- [本文抜粋]:
それはこれまでと違う社会に自分を出すために必要な要素だからです。
本来の自分だけでは通せない、、、そこには違和感と頼りなさ、勝手の違いがあったと思います。
社会性を身に着けるとは、こうした違和感に固執せず、自分を飾り、表明して、ルールの世界に飛び込むことなのです。
なぜ、そんな苦しい作業が必要かというと、特定の異性との永遠性のある関係を結ぶためにそうしたことが必要となるからです。
たとえば結婚は、本来の自分のやり方だけでは通用しない世界であり、人が結婚や社会に出るということは、本来の自分流のやり方はとりあえず抑え、かわりに自分にないものをむしろ持ってくる、、、まねてみる、、、ということから始まるのです。
しかし自分に固執している人にはそれがなかなかできません。社会生活に対する苦手意識が強い人、もしくは結婚生活に難がある人は、自分にないものをまねたり、真似してでもとりあえず振る舞おうとする態度が不足していることになります。
それは金星意識の傷が原因となっているのです。
金星意識は異性を意識しだすことから芽生えてきます。それは若者同士の間で繰り広げられる、一種の異性獲得の競争でもあります。
この競争は自分以外の者との調和が目的ですから、金星意識は自分にないものへ、エネルギーを注ぐ形を取ります。
思春期になると、外界への関心が高まり、あれが欲しい、あれを作りたい、ああしたい、これをやりたい、、という欲求が急速に高まるのは、外界を取り込みたい、、、すなわち、自分以外のものに目を向けたくなるわけで、その分、家にはいたくなくなったり、家族への関心が急速に薄れてきます。
しかし、外界の取り入れに失敗すると、人は通過してきたところの幼少の月の意識に縋り付きます。
月意識は自分を守る最後の砦となっていますので、金星の傷つきは月による自己防衛を起こさせるのです。
思春期で外界に関心が広がり、趣味へ本格的な関心を持つ時代であるにも関わらず、家に戻りたい、家族が一番、母とべったり、、、という形で金星意識を遠ざけることで自己防衛する人も多くなるわけです。
それは遠回しに言うなら、異性を獲得することへの恐怖と弱気、弁解です。金星意識は必ず、外界への働きかけとなりますから、能動性を備えています。
具体的な能動性が欠如した場合、金星意識は育ちません。先日のブログで、赤いリボンを髪につける、、、ということで金星意識のお披露目の出発を語りましたが、能動的になれない場合、人は赤いリボンを髪につけることを恐れるのです。
それをするのは、月の内気さであり、母の干渉がベースにあります。個の金星意識に敵対するのは、母であり、姉妹であり、同性なのです。

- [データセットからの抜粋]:
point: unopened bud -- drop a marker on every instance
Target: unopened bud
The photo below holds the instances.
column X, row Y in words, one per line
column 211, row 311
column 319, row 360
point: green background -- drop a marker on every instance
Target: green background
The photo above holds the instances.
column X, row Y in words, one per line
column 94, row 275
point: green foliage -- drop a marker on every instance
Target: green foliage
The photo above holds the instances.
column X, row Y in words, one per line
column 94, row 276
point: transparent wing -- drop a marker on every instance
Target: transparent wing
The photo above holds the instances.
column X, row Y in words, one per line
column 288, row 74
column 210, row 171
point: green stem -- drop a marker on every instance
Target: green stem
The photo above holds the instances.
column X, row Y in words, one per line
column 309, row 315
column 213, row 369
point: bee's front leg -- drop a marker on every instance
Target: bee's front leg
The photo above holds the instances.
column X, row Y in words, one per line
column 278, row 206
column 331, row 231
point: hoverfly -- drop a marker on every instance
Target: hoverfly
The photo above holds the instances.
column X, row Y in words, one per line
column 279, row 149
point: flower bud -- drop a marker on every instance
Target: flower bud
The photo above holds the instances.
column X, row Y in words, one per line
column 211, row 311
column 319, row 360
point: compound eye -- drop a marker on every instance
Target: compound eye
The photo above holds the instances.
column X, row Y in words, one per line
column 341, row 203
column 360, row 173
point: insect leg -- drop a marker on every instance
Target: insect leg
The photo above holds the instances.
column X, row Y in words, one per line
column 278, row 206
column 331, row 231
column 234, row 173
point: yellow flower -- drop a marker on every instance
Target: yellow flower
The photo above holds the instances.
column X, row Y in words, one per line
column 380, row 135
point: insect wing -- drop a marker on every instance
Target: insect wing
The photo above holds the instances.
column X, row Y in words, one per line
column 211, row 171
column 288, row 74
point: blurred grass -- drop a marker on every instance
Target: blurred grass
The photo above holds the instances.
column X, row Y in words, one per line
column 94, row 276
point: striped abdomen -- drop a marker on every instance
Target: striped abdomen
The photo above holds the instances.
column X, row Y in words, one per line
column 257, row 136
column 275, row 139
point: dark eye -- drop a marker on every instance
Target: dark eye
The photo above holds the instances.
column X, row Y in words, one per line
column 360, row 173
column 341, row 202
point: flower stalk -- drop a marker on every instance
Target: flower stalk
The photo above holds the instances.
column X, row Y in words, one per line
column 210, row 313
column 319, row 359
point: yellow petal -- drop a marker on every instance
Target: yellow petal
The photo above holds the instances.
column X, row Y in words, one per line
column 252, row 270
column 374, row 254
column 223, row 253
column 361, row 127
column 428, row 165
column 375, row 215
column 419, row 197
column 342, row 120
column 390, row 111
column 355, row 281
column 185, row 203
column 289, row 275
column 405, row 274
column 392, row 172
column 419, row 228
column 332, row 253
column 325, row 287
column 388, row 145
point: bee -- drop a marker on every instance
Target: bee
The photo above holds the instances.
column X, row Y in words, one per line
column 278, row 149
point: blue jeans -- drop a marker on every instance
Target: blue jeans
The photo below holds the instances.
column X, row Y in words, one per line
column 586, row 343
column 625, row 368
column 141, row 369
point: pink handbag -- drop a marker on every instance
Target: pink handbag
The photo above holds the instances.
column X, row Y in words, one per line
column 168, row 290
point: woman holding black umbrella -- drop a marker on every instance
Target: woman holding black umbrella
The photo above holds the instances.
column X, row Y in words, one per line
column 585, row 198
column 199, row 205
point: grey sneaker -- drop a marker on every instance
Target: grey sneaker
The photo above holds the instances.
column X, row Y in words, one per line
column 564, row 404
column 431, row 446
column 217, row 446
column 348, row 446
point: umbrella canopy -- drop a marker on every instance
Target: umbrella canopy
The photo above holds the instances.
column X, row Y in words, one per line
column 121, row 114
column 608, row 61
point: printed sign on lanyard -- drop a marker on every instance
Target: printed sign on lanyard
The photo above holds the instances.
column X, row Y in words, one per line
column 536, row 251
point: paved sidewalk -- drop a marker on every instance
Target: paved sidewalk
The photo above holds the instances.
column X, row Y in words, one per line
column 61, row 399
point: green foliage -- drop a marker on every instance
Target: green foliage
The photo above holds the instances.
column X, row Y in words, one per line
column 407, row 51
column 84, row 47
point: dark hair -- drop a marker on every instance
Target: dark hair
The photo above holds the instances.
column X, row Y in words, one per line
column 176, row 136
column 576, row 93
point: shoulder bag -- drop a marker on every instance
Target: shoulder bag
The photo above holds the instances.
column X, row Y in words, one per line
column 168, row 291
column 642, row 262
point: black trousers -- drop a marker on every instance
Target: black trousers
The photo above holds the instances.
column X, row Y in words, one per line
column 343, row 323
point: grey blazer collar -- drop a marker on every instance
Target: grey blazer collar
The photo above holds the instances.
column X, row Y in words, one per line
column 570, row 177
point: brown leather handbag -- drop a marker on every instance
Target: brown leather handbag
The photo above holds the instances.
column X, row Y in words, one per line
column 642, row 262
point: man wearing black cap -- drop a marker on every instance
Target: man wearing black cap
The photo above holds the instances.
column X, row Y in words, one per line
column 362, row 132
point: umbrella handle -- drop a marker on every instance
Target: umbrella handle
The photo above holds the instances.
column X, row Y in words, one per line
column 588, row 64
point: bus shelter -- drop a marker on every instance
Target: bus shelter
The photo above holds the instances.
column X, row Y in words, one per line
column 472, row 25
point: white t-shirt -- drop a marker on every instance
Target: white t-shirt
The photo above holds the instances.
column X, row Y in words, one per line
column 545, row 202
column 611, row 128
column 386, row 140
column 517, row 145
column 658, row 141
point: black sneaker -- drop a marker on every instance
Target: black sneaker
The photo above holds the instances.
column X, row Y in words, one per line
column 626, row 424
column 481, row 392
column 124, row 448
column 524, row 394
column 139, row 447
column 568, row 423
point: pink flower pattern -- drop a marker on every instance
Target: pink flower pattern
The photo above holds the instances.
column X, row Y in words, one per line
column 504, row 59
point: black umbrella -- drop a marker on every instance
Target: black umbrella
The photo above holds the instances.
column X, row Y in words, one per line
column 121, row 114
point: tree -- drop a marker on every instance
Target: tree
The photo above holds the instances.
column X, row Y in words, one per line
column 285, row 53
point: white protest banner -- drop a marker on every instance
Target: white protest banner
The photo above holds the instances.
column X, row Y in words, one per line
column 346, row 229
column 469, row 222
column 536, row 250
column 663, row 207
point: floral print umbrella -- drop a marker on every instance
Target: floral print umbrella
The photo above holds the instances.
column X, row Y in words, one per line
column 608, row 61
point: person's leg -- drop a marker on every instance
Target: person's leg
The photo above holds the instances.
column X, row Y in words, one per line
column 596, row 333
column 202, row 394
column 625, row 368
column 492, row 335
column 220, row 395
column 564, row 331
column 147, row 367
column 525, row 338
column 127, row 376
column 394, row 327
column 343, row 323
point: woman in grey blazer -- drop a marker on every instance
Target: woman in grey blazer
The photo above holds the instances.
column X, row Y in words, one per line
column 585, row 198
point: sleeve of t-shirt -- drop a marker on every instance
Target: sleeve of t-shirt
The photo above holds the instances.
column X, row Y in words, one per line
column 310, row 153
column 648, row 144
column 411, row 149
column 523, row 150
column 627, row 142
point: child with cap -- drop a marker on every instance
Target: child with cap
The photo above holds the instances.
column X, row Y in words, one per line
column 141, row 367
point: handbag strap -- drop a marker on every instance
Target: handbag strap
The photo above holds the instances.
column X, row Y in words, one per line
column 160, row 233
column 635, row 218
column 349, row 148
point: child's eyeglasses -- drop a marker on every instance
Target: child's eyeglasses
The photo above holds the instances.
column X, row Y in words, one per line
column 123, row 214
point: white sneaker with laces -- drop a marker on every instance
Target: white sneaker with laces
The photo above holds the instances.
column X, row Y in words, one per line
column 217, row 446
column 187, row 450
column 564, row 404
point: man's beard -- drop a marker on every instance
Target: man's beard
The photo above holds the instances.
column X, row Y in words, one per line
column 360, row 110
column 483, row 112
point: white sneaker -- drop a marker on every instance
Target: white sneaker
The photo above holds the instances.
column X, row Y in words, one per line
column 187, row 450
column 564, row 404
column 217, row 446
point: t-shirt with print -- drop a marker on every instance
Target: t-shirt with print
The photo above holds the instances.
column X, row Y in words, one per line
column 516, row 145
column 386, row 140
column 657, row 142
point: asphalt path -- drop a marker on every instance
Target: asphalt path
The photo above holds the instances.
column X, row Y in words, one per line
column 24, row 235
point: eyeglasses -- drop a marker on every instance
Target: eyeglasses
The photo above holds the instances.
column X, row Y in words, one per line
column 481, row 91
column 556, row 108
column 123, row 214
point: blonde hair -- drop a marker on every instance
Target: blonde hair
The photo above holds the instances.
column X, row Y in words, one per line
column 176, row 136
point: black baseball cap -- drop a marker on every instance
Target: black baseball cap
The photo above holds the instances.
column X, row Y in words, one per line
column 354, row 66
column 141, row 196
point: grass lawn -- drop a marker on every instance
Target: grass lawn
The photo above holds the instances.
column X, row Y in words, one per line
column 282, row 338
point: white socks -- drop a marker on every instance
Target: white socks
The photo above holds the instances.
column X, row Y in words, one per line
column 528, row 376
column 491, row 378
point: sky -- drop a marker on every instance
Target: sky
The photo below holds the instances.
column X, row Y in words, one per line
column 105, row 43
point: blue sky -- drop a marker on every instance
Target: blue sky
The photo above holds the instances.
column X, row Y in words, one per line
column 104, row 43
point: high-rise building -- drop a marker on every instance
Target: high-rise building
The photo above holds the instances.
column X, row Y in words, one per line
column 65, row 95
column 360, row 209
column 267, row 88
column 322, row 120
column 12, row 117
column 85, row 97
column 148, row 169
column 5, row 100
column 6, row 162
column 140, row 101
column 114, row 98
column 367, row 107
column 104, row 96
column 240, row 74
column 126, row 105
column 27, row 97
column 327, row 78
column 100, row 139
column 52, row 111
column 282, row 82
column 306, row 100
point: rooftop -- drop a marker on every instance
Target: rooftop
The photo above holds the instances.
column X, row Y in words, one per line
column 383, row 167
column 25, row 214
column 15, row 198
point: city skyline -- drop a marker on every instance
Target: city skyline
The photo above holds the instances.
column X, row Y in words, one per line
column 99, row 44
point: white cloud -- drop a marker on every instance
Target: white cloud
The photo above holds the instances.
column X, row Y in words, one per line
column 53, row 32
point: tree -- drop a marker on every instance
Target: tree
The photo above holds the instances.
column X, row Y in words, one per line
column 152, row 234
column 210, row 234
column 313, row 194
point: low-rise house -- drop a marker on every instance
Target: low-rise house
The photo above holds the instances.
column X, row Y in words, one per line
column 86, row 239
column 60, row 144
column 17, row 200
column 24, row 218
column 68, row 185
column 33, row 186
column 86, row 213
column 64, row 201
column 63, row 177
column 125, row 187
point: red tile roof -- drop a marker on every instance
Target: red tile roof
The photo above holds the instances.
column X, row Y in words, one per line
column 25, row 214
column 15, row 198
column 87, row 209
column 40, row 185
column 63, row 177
==
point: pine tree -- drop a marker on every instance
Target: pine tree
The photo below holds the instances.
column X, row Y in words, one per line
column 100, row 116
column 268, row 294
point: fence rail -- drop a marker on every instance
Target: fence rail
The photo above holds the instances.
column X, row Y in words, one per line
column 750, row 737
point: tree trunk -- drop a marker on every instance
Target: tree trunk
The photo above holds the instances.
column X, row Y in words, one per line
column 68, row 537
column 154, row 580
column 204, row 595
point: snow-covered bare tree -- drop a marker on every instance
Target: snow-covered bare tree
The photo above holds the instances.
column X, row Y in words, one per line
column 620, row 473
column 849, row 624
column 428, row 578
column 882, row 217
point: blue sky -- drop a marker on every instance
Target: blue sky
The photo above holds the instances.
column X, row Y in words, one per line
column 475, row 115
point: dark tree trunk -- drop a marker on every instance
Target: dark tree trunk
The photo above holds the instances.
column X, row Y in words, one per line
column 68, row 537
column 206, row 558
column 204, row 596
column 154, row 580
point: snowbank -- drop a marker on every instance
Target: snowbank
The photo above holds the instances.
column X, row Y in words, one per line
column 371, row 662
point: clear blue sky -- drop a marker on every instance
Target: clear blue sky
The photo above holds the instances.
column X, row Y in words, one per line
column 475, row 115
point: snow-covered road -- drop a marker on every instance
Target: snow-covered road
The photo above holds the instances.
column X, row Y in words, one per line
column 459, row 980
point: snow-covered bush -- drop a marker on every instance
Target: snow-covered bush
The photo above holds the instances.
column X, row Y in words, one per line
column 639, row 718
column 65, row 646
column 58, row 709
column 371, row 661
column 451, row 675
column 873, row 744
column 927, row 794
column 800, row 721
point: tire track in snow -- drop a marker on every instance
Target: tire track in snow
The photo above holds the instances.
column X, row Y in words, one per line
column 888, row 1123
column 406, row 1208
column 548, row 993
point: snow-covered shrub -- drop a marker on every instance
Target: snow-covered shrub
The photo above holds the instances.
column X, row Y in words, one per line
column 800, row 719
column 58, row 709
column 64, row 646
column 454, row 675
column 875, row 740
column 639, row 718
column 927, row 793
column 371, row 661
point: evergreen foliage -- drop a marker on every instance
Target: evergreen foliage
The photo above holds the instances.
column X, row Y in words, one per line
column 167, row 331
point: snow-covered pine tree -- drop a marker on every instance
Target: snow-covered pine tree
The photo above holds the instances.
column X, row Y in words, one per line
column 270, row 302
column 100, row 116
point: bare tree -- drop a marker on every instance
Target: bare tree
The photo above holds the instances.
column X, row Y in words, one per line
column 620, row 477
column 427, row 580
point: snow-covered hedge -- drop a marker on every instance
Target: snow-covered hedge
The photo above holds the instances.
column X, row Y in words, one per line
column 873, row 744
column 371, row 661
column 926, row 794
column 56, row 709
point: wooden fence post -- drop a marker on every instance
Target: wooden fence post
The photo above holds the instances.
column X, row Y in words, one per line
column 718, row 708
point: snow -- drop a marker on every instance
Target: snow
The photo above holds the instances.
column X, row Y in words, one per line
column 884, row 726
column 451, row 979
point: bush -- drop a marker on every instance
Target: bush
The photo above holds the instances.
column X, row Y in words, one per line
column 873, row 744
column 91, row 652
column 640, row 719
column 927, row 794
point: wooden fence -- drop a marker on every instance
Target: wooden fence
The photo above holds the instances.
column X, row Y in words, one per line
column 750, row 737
--
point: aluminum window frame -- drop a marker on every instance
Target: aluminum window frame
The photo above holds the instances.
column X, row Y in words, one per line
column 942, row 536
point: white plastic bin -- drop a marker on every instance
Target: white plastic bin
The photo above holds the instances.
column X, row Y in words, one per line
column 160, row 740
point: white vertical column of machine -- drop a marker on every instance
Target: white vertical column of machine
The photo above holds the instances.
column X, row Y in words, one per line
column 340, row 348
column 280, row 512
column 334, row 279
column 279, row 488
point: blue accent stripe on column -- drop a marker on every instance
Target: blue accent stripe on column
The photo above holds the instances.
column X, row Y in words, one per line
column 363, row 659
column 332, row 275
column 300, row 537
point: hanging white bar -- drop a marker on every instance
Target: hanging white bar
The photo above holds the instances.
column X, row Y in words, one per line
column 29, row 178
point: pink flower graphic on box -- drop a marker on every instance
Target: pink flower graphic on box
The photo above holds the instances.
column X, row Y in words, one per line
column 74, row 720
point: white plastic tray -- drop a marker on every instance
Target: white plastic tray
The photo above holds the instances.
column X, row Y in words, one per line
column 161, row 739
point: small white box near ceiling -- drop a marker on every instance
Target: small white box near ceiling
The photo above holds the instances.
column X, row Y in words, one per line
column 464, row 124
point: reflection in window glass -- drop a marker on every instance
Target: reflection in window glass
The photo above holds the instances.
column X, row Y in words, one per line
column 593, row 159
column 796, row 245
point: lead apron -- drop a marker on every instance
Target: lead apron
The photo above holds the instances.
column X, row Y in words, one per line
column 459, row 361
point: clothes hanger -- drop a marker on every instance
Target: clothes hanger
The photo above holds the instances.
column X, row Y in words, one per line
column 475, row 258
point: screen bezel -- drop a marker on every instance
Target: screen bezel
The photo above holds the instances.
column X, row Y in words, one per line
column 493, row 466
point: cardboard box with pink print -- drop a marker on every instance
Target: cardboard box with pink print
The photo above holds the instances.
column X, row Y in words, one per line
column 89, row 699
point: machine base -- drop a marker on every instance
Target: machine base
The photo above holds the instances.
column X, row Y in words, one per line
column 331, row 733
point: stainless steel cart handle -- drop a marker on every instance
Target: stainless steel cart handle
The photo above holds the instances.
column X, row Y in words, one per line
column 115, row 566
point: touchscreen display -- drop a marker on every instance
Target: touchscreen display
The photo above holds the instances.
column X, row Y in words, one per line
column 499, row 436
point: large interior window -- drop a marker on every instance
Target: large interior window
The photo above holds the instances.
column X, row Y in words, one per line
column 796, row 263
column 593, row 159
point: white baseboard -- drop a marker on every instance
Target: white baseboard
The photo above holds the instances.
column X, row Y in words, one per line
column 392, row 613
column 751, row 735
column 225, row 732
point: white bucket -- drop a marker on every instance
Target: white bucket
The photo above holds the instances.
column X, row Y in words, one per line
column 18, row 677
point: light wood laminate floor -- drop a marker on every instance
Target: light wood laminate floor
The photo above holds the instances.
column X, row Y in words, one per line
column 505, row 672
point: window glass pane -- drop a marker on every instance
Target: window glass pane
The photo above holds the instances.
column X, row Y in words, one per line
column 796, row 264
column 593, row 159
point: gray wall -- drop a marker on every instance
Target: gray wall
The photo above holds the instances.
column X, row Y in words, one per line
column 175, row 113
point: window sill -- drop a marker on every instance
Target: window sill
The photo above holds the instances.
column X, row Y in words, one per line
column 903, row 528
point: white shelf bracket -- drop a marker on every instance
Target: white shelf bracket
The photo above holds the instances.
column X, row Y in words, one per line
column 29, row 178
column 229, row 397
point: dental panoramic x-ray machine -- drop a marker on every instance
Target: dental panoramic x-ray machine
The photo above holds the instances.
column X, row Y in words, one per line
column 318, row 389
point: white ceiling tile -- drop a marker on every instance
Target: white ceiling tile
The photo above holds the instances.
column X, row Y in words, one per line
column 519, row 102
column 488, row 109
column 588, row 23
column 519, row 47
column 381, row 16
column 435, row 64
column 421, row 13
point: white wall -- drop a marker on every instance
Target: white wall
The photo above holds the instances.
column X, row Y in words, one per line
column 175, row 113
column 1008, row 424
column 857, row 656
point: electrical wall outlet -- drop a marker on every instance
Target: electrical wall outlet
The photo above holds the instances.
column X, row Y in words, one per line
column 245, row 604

- [課題]:
1) 本文で、個人の金星意識に敵対するものとして挙げられているものをすべて書き出してください。
2) 金星意識について書かれた本文を、最後の文のあとから書き足してください。
資料は本文とは関係ありません。

- [解答]:
1) 母、姉妹、同性

2)
何、お前のそのおしゃれ、、、何かおかしい、、、という姉の言葉は実は本心ではなくて、姉の金星競争心であることを知れば、私たちは同性の干渉を避けていくことができます。
しかし、月意識の強い人は、すぐに自分を引っ込めてしまいます。
悪く言われたくない、、リボンをつけているところを見られたくない、、、
本当にかわいいものだとおもいますが、そうした小さな、女としての目いっぱいで行った外界の取り込みを邪魔し、傷ついた金星意識の復讐を行う存在がまた、女性(同性)でもあるのです。母である場合も多いのです。
ひそかに思い切って買ってきたかわいいスカートを、姉がけなす、、母が笑う、、、そうやって金星意識をひっこめてしまい、月に戻ってしまった女性が多いと思うのです。
しかし、それは私たちが間違っていたわけではなく、傷ついている女性の無意識の、復讐の対象にされてしまっただけなのです。なので、私たちはそれに負けてはいけません。
金星意識がきちんと育っている人は、誰かが思い切って、赤いリボンを髪につけて人前に出てきたとき、「わーっ、○○ちゃん、カワイイ!」と、ちゃんと育てる発言に終始するのです。それは金星意識が復讐心なく育っている証拠です。
金星意識が復讐心なくそだっていれば、外界の取り込みはスムースに行われますから、個々での恋愛上での問題はあるかもしれませんが、異性そのものの取り込み、すなわち、深い関係性は保持できる人となるのです。
ないものを取り入れるから調和がスタートします。私たちの社会性は、本当に小さな、真似事から始まるのですが、やる方にしてみれば、そこには、生きるか死ぬかの大きな決断がかかっているのです。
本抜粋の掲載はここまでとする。